═════ VORLIEGENDER AUSZUG ═════

Diese Leute glaubten an Zeichen; sie gehörten einer Generation an, die Wunder suchte. Zu jener Zeit erwarteten die Bewohner des zentralen und südlichen Galiläa von Jesus und seinem persönlichen Wirken vor allem Wunder. Dutzende, ja Hunderte von ehrlichen Leuten, die unter rein nervösen Beschwerden litten und von Gefühlsstörungen geplagt wurden, begaben sich in Jesu Gegenwart und kehrten dann zu ihren Freunden zurück und verkündeten, Jesus habe sie geheilt. Und diese unwissenden und einfachen Leute betrachteten solche Fälle von mentaler Heilung als physische, übernatürliche Heilungen.
Als Jesus Kana zu verlassen suchte, um sich nach Nain zu begeben, folgten ihm eine große Menge Gläubiger und viele Neugierige nach. Sie waren darauf versessen, Wunder und Übernatürliches zu sehen, und sie sollten nicht enttäuscht werden. Als Jesus und seine Apostel sich dem Stadttor näherten, begegneten sie einem Leichenzug, der auf dem Wege zum nahen Friedhof war und den einzigen Sohn einer Witwe von Nain mit sich führte. Diese Frau war sehr geachtet, und das halbe Dorf folgte den Trägern der Bahre des angeblich toten Knaben. Als der Trauerzug Jesus und sein Gefolge erreicht hatte, erkannten die Witwe und ihre Freunde den Meister und flehten ihn an, den Sohn wieder ins Leben zurückzurufen. Ihre Wundererwartung hatte einen so hohen Grad erreicht, dass sie dachten, Jesus könne jede menschliche Krankheit heilen, und wieso sollte solch ein Heiler nicht sogar Tote auferwecken können? Während man Jesus so bedrängte, trat er vor, hob die Decke von der Bahre hoch und untersuchte den Knaben. Als er entdeckte, dass der junge Mann nur scheintot war, erkannte er die Tragödie, die seine Anwesenheit abwenden konnte; und so wandte er sich der Mutter zu und sprach: „Weine nicht. Dein Sohn ist nicht tot; er schläft. Er wird dir wiedergegeben werden.“ Und dann ergriff er den jungen Mann bei der Hand und sagte: „Wach auf und erhebe dich.“ Und der angeblich tote Junge saß sofort auf und begann zu sprechen, und Jesus sandte sie alle nach Hause.

═════

● ARBEITSAUFTRAG
Führen Sie den Bericht über Jesus und den Leichenzug vor Nain im Anschluss an seinen letzten Satz weiter.

═════ DATENAUSZÜGE ═════

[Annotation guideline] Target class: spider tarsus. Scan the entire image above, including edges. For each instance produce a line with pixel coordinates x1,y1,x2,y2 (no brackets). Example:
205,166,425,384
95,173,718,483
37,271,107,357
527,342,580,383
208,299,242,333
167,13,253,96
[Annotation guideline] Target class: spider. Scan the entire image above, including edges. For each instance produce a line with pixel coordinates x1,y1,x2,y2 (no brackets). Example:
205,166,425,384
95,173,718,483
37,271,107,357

═════
═════ DATENAUSZÜGE ═════

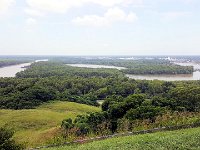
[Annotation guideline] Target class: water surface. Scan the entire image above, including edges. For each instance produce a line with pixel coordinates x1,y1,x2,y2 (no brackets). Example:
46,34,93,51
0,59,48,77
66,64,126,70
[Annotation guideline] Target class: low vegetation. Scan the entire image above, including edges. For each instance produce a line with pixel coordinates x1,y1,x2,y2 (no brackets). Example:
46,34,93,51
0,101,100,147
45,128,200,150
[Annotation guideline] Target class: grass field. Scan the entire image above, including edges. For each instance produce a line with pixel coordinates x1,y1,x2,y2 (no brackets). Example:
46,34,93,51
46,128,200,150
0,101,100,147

═════

● LÖSUNG ZUR AUFGABE
Jesus bemühte sich, die Menge zu beschwichtigen und versuchte vergeblich zu erklären, dass der Knabe nicht wirklich tot gewesen war, dass er ihn nicht dem Grab entrissen habe, aber es war zwecklos. Die Menge, die ihm nachfolgte, und das ganze Dorf Nain befanden sich in höchster emotionaler Erregung. Viele wurden von Furcht, andere von Panik ergriffen, während wiederum andere zu beten begannen und über ihre Sünden wehklagten. Erst spät nach Einbruch der Dunkelheit gelang es, die schreiende Menge zu zerstreuen. Und trotz Jesu Erklärung, dass der Knabe nicht tot gewesen war, bestanden natürlich alle darauf, dass ein Wunder vollbracht, ja sogar ein Toter auferweckt worden sei. Obwohl Jesus ihnen sagte, der Junge habe sich nur in einem tiefen Schlaf befunden, erklärten sie, das sei seine Art zu sprechen und erinnerten an die Tatsache, dass er aus großer Bescheidenheit seine Wundertaten stets zu verbergen suche.
So breitete sich in Galiläa und Judäa die Kunde aus, dass Jesus den Sohn der Witwe von den Toten auferweckt habe, und viele, denen dieser Bericht zu Ohren kam, glaubten daran. Nicht einmal allen seinen Aposteln vermochte Jesus je klarzumachen, dass der Sohn der Witwe nicht wirklich tot war, als er ihm befahl aufzuwachen und sich zu erheben. Immerhin überzeugte er sie hinlänglich, so dass die Episode in allen späteren Aufzeichnungen mit Ausnahme derjenigen des Lukas ausgelassen wurde, der sie so aufschrieb, wie sie ihm erzählt worden war. Und wiederum wurde Jesus als Arzt dermaßen belagert, dass er sich am nächsten Morgen in der Frühe nach Endor aufmachte.